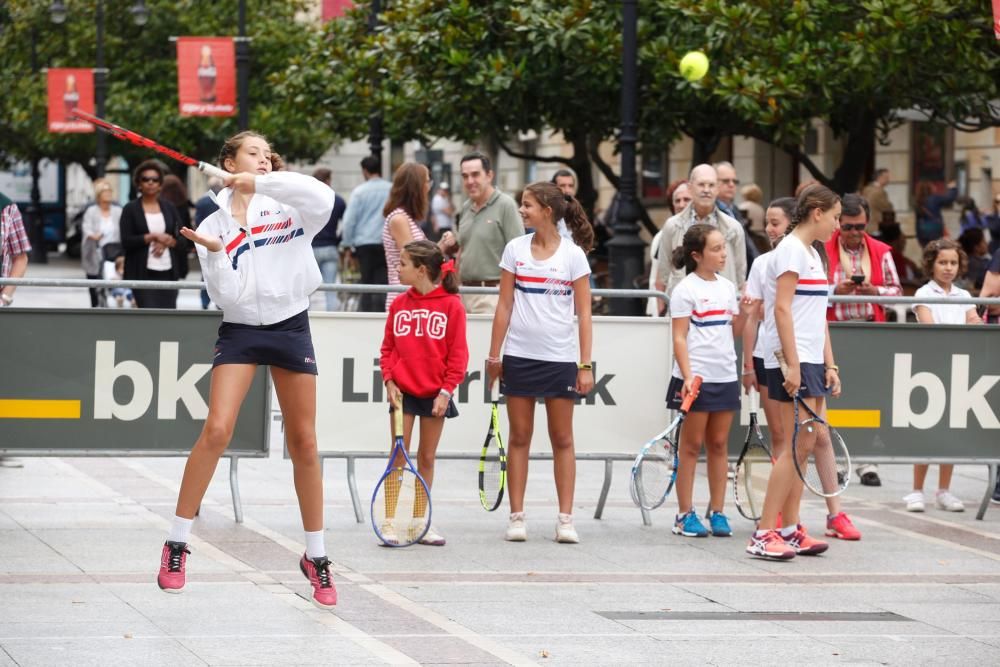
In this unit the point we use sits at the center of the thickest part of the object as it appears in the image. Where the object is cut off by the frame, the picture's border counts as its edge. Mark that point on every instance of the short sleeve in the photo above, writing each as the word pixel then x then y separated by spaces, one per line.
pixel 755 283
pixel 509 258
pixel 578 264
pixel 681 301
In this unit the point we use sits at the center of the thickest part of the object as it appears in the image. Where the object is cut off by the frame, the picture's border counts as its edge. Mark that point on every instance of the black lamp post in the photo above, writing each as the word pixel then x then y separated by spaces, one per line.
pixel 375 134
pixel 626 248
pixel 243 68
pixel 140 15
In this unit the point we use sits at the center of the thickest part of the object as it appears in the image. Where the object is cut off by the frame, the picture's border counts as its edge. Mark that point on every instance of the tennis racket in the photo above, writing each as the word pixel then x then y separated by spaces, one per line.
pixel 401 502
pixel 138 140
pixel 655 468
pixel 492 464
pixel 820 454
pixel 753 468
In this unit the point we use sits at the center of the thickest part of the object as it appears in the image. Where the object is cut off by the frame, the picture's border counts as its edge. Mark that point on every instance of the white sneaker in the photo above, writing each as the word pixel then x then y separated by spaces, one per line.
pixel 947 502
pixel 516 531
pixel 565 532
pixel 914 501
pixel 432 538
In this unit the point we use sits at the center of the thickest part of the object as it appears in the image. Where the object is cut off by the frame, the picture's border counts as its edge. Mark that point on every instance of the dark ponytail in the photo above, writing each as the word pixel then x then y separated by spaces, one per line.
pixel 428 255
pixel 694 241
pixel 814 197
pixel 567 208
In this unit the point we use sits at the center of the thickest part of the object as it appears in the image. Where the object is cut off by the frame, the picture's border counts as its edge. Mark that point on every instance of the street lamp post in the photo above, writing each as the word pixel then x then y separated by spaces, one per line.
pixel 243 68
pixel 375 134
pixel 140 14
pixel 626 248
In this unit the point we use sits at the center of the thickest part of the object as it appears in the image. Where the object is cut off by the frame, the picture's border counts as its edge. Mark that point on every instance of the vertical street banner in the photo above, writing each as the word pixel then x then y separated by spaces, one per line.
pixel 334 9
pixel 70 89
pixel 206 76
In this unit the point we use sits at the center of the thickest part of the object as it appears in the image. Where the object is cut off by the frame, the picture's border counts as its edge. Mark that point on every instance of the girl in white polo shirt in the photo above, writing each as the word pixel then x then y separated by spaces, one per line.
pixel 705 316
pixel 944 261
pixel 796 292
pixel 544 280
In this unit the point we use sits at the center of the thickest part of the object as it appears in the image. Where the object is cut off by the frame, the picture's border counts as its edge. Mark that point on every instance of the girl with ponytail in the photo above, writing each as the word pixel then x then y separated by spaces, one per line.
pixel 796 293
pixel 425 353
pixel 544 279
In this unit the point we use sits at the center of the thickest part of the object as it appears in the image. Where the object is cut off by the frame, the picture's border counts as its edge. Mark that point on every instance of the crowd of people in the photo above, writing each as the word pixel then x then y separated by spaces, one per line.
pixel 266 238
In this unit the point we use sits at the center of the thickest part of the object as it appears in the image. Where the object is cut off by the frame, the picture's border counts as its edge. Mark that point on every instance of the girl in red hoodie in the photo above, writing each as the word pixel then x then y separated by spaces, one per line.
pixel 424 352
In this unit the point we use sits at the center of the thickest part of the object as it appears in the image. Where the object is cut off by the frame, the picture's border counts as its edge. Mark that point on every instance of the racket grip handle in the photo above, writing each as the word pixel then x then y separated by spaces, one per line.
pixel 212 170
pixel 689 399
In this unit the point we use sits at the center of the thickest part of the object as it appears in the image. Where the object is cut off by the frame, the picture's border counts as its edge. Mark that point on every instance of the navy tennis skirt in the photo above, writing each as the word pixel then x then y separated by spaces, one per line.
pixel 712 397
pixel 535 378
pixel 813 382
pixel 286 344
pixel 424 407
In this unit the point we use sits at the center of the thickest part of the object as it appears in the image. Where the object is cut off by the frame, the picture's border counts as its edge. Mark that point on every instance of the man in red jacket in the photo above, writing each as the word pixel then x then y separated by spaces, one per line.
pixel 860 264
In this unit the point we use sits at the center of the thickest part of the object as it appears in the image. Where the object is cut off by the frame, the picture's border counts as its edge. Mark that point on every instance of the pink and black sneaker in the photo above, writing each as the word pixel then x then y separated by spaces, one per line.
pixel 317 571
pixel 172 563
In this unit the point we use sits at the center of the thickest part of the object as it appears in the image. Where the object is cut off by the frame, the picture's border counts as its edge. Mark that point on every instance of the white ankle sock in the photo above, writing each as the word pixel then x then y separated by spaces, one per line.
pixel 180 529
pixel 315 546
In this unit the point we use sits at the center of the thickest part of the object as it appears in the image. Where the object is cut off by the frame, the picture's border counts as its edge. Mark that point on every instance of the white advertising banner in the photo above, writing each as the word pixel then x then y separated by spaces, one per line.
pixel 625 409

---

Your copy should match the records above word for word, but without images.

● **Reply to the exercise**:
In this unit the point we use sits at the center of the thickest part of the object as it appears in the image. Where the object is cut off by the frame, the picture's border counts as its edge. Mark that point on every instance of the short sleeve in the photo above, writing each as the word pixel then x then y separated by spaces, one per line.
pixel 755 283
pixel 509 258
pixel 578 264
pixel 681 301
In this unit the point we use sits at the center of the thickest part of the object as it appears in the image. Where the object is cut off by the frame, the picture's border counts as its edge. Mark that point on every instance of the black lamp post in the photo above, writing each as the word pixel then x then y separated by spaces, one per line.
pixel 375 134
pixel 626 248
pixel 243 68
pixel 140 15
In this unit the point we use sits at the center of the thickest part of the object as it appears in the image. Where the object is cut off by the frame, the picture's border counts as its edge. Mark that point on every instance of the tennis racket in the photo above, writing each as the word pixel then x then y separated by spaces, one per line.
pixel 401 502
pixel 138 140
pixel 655 468
pixel 492 464
pixel 820 454
pixel 753 468
In this unit the point we use sits at the center of the thickest part of the object as it appears in the image. Where the object is cut off by the frame, the picture's border counts as its edge. Mark that point on every instance of the white sneaker in the photo above, writing each as the word pixel then x then y separated by spaces, one per line.
pixel 947 502
pixel 516 531
pixel 565 532
pixel 914 501
pixel 432 538
In this unit the point we use sits at the center of the thickest part of the object as it appears in the image. Where the object is cut off by the frame, the picture's border counts as its edge. Mark that point on every instance of the dark ponytail in the photo above, writing each as the word pixel then x then y separated by spaces, one per line.
pixel 428 255
pixel 694 241
pixel 814 197
pixel 567 208
In this unit the point we use sits at the center of the thickest part of the object as it appears in the image. Where the object is cut off by the frame, the picture's border counts as its edge. Mark that point on every instance of the street lamp post in the photo above, writing each as the word pixel then x then y separated by spaces, one per line.
pixel 243 68
pixel 375 134
pixel 140 14
pixel 626 248
In this unit the point we use sits at the center of the thickest part of the object as it appears in the image. Where the object is cut off by the frame, the picture's border counts as its edge. Mark that point on every instance of the vertical street banner in the photo above, writing each as the word pixel then x then y separated by spaces, one per line.
pixel 334 9
pixel 70 89
pixel 206 76
In this unit the point we use sits at the center of the thickest part of the object as it appears in the image. Where the object is cut off by the frame, the picture's border counts as its edge. Mark that point on every instance of the girl in white polo shirt in the photo above, writing each as the word pixel then x then y separated by spaces, one per line.
pixel 705 316
pixel 944 261
pixel 796 292
pixel 544 280
In this unit the point we use sits at the center of the thickest part of the object as it appears in the image. Where the object is cut off by the frame, the picture's border counts as its edge. Mark that point on every instance of the girl with ponytail in the photo above, writing each as the word pixel then x then y separated by spaces, one per line.
pixel 796 293
pixel 425 353
pixel 544 279
In this unit the point we use sits at the center of the thickest part of the object as it appears in the image. Where the object is cut off by the frame, the picture's border counts as its edge. Mark that point on every instance of the crowd of people in the photo above, writing each as the word pixel then x then y separated by spaces, one per line.
pixel 266 238
In this unit the point we use sits at the center of the thickest part of the object as it appears in the image. Where the object is cut off by the frame, the picture's border counts as its edge. Mark that point on every instance of the girl in red hoodie in the photo above, writing each as the word pixel then x then y separated by spaces, one per line.
pixel 424 352
In this unit the point we use sits at the center of the thickest part of the object as it appears in the image. Where the object is cut off by the frame, the picture's border counts as its edge. Mark that point on every instance of the racket grip handle in the photo above, writing each as the word pixel then x then y separated by spaces, one per line.
pixel 212 170
pixel 689 399
In this unit the point we use sits at the center of the thickest part of the object as it appears in the image. Where the object is cut off by the frame, the picture's border counts as its edge. Mark that point on every instance of the navy tennis skirt in the photo above, writing each as the word pixel then x then y separated by spaces, one per line.
pixel 712 397
pixel 535 378
pixel 813 382
pixel 286 344
pixel 424 407
In this unit the point we use sits at the center of the thickest part of the object as it appears in the image. Where the object is cut off by the frame, the picture's border counts as its edge. Mark that point on every instance of the man in red jacket in the photo above, writing each as the word pixel then x then y separated by spaces, one per line.
pixel 860 264
In this unit the point we use sits at the center of the thickest part of the object as it appears in the image. Where the object is cut off by the frame, the picture's border counts as its edge. Mark that point on every instance of the pink and black sneaker in the photo above, writing each as the word pixel then x then y separated by spaces, one per line.
pixel 317 571
pixel 172 563
In this unit the point we use sits at the center of the thickest part of the object as it appears in the image. Where the object is cut off by the frame, the picture's border counts as its edge. Mark that point on every instance of the white ankle sock in the photo above, writing each as the word pixel then x then y separated by spaces, one per line.
pixel 180 529
pixel 315 546
In this unit the point we use sits at the center of the thickest part of the object as it appears in the image. Where the object is cut off by the frame, the picture's border counts as its edge. Mark that point on every instance of the white advertising banner in the photo above, writing each as the word pixel then x then y separated by spaces, one per line.
pixel 625 409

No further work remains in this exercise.